Text segment:
Logan Dean gently cradled a pigeon named Pablo in his hands.
He stood inside the backyard loft where Logan and his dad, Scott, feed, water and care for dozens of racing homers — pigeons bred and trained to use their instinctive ability to fly long distances and find their way back home.
Scott guided a half dozen of the birds to a platform aside the loft, while a few pigeons fluttered their wings and moved from one perch to another. May sunshine beamed through screened windows, lighting the shelter.
“It’s so addicting,” Scott said of the hobby. “The birds are so calming and peaceful. Sometimes we’ll even bring lawn chairs out here and just sit and talk and watch the birds.”
And occasionally Pablo, 15-year-old Logan’s favorite, sits on the teenager’s shoulder in the Deans’ living room, watching TV with the family.
Logan and Scott are among 20 members of the Crossroads Racing Pigeon Club, which has roots dating to the 1950s. The homing ability of pigeons can be traced back 5,000 years, according to the American Racing Pigeon Union. The father-son Dean duo just got started last year, and Logan’s glad they did.
“I love being able to do this with my dad and come out here and be able to do this with the birds,” Logan said. “They just fascinate me.”
The Crossroads ranges from firefighters, such as Scott, to a retired delivery driver, doctor, restaurant manager, teachers and other vocations. Some care for 30 pigeons, while others maintain as many as 500.
The members’ ages run from 94 to 15, said Ron Deisher, club president. They come from as far north as Montezuma to Bruceville in southern Indiana, from eastern Illinois to the outskirts of Indianapolis.
They raise and train racing homers to fly back to the birds’ home lofts, where they know to find food, safety, shelter and daily attention. It’s a gradual process. Scott and Logan keep a couple dozen breeding pigeons, and their eggs hatch in about 18 days. When the racing homers hit five weeks old, they’ll start flying. Those flights begin with a simple release at the home loft, letting them fly and return. Soon, the Deans drive the birds to a spot 10 miles away, and release them to fly back home. Eventually, the pigeons can find their way home from distances of hundreds of miles, often from release points designated along Interstate 70, Scott explained.
Some perils exist. Hawks and falcons prey on racing homers occasionally, Deisher said. Also, hunters sometimes mistake pigeons for doves and shoot them. Some are killed by hitting utility power lines. The vast majority, Deisher emphasized, safely reach their destination, motivated by the desire for the food, water and comfort of their home lofts.

Goal: According to the article on the racing pigeon club, about how long does it take the eggs of the Deans' breeding pigeons to hatch?

Recorded data:
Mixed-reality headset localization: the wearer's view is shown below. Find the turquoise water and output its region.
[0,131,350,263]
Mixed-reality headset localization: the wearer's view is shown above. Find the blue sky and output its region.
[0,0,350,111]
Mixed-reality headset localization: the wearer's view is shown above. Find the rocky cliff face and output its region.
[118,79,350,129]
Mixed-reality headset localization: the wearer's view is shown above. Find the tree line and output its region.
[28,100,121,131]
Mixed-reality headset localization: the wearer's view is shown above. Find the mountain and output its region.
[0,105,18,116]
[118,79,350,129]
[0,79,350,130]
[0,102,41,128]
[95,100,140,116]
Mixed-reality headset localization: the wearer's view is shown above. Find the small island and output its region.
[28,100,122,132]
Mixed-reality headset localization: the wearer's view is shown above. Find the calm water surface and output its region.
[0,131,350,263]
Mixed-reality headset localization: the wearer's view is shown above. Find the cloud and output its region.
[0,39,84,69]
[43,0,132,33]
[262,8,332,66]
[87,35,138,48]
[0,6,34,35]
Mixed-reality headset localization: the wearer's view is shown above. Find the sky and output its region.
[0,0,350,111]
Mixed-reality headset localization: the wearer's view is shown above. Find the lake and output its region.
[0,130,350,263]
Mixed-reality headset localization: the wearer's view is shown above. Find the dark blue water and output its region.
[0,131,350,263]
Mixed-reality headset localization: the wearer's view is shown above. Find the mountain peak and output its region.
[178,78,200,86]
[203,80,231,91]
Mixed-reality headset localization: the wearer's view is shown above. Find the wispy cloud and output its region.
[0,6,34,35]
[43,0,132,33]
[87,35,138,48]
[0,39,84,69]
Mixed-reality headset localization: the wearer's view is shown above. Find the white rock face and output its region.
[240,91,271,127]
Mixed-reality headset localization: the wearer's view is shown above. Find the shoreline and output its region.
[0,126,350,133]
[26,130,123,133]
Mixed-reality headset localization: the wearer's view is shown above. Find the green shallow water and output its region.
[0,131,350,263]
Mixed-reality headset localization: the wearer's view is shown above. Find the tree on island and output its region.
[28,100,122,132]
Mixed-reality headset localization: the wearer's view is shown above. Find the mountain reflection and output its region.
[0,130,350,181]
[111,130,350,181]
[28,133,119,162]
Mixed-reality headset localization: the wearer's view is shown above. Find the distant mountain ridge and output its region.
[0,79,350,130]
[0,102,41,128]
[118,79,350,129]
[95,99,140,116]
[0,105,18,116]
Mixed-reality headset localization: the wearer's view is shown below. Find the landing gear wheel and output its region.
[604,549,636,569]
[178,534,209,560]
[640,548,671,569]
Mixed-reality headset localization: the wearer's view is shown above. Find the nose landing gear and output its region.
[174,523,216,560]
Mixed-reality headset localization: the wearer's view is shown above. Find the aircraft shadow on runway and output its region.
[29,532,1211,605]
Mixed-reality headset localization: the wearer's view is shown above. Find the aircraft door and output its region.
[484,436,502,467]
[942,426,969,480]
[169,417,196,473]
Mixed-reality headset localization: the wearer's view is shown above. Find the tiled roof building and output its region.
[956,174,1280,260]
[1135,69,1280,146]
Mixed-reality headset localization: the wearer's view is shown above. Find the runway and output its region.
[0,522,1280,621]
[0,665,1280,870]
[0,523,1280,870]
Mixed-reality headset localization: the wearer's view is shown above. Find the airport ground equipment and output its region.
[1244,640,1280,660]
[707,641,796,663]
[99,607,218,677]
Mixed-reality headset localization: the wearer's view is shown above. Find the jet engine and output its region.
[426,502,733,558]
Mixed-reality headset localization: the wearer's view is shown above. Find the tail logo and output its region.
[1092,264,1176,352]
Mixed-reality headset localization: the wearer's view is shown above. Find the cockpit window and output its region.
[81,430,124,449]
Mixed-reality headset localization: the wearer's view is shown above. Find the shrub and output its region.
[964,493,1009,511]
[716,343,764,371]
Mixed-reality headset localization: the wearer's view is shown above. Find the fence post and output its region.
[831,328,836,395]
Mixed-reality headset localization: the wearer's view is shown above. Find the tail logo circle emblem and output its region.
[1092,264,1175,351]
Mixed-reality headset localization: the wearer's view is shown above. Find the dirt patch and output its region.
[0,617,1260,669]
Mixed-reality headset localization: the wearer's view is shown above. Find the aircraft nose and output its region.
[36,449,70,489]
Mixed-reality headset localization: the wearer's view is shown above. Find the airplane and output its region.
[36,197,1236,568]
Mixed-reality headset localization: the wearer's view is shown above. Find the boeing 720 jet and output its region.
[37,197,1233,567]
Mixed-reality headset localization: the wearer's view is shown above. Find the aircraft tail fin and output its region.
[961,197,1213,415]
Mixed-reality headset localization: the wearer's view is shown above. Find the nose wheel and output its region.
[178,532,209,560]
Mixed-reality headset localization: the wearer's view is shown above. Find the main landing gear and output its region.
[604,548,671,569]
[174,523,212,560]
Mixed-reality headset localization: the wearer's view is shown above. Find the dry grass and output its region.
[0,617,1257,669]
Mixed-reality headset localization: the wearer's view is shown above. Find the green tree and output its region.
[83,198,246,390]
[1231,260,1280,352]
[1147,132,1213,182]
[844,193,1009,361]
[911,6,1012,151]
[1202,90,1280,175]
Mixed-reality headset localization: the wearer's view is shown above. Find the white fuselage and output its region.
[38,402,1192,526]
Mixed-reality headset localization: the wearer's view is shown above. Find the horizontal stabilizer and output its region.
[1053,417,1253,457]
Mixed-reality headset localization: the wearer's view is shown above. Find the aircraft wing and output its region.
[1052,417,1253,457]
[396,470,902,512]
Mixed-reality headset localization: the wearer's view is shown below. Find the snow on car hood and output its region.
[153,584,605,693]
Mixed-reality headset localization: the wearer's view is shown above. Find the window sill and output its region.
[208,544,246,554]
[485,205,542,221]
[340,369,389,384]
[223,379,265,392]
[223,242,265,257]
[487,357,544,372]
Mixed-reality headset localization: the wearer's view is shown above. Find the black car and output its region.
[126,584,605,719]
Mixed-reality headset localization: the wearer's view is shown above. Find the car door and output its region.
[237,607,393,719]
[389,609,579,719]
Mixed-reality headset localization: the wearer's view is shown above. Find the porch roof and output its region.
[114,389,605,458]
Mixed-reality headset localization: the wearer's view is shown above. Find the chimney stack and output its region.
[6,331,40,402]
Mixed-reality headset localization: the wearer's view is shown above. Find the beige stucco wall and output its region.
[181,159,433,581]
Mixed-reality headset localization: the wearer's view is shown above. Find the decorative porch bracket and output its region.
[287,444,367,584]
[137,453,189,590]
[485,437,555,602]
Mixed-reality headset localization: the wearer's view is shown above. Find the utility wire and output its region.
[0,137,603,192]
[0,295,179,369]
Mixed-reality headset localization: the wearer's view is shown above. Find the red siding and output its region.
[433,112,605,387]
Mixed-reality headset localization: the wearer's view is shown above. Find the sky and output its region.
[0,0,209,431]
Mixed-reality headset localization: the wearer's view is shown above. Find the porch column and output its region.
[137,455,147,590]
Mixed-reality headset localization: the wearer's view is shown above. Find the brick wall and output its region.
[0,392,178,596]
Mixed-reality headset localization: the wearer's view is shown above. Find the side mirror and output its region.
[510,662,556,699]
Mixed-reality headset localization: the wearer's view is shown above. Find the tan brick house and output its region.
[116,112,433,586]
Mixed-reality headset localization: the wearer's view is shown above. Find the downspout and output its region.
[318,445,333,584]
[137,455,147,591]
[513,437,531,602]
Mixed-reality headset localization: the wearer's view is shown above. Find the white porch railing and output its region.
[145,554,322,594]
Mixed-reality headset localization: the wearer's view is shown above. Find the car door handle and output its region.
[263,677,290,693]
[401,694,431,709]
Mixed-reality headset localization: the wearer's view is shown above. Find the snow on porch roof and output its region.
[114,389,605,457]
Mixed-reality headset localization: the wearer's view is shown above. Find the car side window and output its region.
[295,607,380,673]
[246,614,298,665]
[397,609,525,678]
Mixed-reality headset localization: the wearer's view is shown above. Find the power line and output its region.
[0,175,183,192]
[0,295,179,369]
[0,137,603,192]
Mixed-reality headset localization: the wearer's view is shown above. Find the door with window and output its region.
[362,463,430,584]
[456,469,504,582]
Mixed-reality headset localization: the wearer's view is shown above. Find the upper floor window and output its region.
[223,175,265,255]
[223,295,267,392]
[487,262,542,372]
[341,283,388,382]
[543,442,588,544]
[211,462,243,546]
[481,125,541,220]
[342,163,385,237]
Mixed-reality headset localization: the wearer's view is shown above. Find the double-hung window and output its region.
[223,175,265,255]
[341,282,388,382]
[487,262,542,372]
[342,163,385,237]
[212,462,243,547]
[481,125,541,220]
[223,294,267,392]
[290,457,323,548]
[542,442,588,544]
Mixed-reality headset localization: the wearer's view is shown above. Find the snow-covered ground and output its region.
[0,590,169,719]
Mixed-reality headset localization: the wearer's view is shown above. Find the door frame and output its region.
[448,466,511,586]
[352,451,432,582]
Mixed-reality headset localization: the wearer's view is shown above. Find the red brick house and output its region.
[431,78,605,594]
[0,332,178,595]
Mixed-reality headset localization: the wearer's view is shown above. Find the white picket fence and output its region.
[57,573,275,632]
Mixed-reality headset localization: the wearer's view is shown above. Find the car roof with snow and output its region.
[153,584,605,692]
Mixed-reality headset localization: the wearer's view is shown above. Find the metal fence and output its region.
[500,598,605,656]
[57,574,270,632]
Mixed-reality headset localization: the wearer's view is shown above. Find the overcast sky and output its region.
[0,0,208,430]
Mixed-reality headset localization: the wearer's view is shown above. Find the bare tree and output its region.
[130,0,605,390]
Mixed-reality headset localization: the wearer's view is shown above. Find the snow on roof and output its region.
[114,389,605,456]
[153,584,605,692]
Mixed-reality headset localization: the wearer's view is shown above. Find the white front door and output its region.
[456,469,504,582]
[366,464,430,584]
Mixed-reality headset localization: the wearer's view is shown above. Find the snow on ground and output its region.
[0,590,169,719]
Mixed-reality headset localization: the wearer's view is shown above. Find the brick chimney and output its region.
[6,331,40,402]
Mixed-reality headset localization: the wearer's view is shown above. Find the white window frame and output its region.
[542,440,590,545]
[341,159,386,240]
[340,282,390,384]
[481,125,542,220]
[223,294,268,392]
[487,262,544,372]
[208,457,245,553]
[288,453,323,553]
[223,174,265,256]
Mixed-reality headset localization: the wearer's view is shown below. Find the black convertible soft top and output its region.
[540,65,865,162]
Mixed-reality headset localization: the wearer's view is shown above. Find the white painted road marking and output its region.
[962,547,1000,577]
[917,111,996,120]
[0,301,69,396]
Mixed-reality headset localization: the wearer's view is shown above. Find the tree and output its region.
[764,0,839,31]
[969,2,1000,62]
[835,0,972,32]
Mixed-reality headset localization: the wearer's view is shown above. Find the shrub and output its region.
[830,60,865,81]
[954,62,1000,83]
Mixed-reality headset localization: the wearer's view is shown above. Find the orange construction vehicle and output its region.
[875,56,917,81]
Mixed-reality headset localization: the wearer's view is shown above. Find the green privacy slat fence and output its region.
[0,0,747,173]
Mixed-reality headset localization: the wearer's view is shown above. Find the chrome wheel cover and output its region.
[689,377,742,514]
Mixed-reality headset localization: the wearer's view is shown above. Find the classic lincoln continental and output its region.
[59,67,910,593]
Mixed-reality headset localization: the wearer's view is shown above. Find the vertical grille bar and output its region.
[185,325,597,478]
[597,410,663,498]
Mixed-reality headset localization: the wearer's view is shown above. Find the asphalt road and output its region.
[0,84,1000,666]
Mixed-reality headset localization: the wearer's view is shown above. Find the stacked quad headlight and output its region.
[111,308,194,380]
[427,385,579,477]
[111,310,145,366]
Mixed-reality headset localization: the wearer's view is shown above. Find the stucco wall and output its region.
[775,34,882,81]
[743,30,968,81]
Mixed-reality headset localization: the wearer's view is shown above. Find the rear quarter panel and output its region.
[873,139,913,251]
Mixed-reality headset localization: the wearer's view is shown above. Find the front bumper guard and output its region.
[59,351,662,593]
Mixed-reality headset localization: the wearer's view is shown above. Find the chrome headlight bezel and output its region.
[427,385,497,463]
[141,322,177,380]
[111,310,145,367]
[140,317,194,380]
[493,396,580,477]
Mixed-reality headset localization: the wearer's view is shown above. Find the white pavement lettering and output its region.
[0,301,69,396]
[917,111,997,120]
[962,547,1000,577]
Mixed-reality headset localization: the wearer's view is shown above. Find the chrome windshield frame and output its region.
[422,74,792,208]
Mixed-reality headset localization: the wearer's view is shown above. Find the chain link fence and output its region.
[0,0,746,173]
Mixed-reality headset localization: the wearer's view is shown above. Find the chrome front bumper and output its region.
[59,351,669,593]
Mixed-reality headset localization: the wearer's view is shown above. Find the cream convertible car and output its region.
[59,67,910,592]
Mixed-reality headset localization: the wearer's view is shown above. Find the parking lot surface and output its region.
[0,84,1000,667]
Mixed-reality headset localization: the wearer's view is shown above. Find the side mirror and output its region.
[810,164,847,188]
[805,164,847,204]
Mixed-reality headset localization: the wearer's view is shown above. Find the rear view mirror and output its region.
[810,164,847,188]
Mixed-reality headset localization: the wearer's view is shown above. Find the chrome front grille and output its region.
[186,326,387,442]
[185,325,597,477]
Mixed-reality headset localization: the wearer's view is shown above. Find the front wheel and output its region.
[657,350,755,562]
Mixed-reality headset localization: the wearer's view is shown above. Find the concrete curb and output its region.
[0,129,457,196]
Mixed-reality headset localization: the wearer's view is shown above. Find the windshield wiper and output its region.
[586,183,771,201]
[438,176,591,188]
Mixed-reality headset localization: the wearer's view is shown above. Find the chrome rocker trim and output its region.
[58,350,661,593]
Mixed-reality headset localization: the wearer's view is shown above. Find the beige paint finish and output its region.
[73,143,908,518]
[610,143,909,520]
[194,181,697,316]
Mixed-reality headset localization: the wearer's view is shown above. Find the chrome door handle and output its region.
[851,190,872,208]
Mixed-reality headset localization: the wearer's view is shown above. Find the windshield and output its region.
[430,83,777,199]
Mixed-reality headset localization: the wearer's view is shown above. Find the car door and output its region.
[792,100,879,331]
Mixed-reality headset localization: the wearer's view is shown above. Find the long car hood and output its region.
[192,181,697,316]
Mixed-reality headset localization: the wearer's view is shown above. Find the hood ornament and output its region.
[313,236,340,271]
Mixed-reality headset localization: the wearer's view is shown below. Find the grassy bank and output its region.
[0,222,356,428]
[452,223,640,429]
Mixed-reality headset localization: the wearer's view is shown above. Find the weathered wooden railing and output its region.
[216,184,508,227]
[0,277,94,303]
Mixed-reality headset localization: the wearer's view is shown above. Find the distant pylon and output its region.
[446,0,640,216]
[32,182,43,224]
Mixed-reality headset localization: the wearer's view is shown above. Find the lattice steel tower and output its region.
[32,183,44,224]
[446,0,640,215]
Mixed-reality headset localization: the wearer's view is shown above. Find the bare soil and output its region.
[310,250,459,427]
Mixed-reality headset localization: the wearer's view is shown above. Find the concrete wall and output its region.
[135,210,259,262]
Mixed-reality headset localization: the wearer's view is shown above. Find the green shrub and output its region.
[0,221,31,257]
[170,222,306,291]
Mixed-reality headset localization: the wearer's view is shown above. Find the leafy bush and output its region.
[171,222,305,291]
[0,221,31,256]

Finished answer: About 18 days.